**Exercise aim**
Copy the records below, replacing every occurrence of "separate parts" with "distinct pieces" and leaving all other text unchanged.

**Records shown**
.....
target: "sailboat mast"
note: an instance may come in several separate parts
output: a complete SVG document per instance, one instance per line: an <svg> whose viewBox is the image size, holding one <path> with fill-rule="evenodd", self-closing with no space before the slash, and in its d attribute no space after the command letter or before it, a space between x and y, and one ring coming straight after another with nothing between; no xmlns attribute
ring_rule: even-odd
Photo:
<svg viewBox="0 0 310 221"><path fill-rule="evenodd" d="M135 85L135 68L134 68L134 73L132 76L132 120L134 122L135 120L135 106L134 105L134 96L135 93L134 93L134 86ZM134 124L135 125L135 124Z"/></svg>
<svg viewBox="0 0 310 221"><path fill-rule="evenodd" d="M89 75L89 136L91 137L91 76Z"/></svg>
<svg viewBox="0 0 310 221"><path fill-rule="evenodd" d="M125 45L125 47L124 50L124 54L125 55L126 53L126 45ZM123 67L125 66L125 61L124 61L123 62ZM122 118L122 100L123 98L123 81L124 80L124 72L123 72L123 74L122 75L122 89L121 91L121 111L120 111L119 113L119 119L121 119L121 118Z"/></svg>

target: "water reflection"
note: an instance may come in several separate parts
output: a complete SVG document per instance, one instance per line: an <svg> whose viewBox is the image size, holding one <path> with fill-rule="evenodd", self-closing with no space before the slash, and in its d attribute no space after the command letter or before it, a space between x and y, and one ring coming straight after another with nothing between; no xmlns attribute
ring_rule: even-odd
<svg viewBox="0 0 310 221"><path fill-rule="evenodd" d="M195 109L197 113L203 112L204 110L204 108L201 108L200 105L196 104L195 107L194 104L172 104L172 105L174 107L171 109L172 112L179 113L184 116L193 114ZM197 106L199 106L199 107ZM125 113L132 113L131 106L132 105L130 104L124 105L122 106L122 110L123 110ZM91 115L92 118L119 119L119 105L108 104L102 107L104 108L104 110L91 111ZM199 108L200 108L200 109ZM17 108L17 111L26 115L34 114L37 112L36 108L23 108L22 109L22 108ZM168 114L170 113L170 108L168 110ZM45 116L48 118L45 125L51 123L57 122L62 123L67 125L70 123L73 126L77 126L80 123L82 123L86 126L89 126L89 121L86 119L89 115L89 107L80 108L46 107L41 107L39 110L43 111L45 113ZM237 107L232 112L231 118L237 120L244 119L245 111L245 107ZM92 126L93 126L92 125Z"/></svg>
.....
**The response**
target: "sailboat mast"
note: an instance may come in several distinct pieces
output: a complete SVG document per instance, one instance per line: an <svg> whose viewBox is the image size, holding one <path> with fill-rule="evenodd", self-closing with no space before the slash, and in its d attribute no space after the command letter or before it, a space between x and y, and one ring coming straight after another with nothing between; no xmlns attribute
ring_rule: even-odd
Photo:
<svg viewBox="0 0 310 221"><path fill-rule="evenodd" d="M135 85L135 68L134 68L134 73L132 76L132 120L134 122L135 120L135 106L134 105L134 96L135 93L134 93L134 86ZM134 124L135 125L135 124Z"/></svg>
<svg viewBox="0 0 310 221"><path fill-rule="evenodd" d="M89 75L89 136L91 137L91 76Z"/></svg>
<svg viewBox="0 0 310 221"><path fill-rule="evenodd" d="M125 45L125 47L124 50L124 54L125 55L126 53L126 45ZM123 67L125 66L125 61L124 61L123 62ZM122 118L122 100L123 98L123 81L124 80L124 72L123 72L123 74L122 75L122 89L121 91L121 111L120 111L119 113L119 119L121 119L121 118Z"/></svg>

target: "water reflection"
note: an instance may come in several distinct pieces
output: a complete SVG document per instance, one instance per line: an <svg> whose viewBox is the image size, holding one <path> with fill-rule="evenodd", self-closing with no space before the slash, and in its d attribute no space after the command letter or before it, a space between x and y, and one ring coming straight after another with nothing between; no xmlns attribute
ring_rule: even-odd
<svg viewBox="0 0 310 221"><path fill-rule="evenodd" d="M195 109L197 113L203 112L204 110L204 108L201 108L200 105L196 104L195 107L194 104L172 104L172 105L174 107L171 109L172 112L179 113L184 116L193 114ZM197 106L199 106L199 107ZM125 113L132 113L131 106L132 105L130 104L124 105L122 106L122 110L123 110ZM91 115L92 118L119 119L119 105L108 104L102 107L104 108L104 110L91 111ZM199 108L200 108L200 109ZM17 108L17 111L26 115L34 114L37 112L36 108L23 108L22 109L22 108ZM168 114L170 113L170 108L168 110ZM45 116L48 118L45 125L51 123L57 122L62 123L67 125L70 123L73 126L77 126L80 123L82 123L86 126L89 126L89 121L86 119L89 115L89 107L80 108L46 107L41 107L39 110L43 111L45 113ZM237 107L232 112L231 118L237 120L244 119L245 111L245 107ZM92 126L93 126L92 125Z"/></svg>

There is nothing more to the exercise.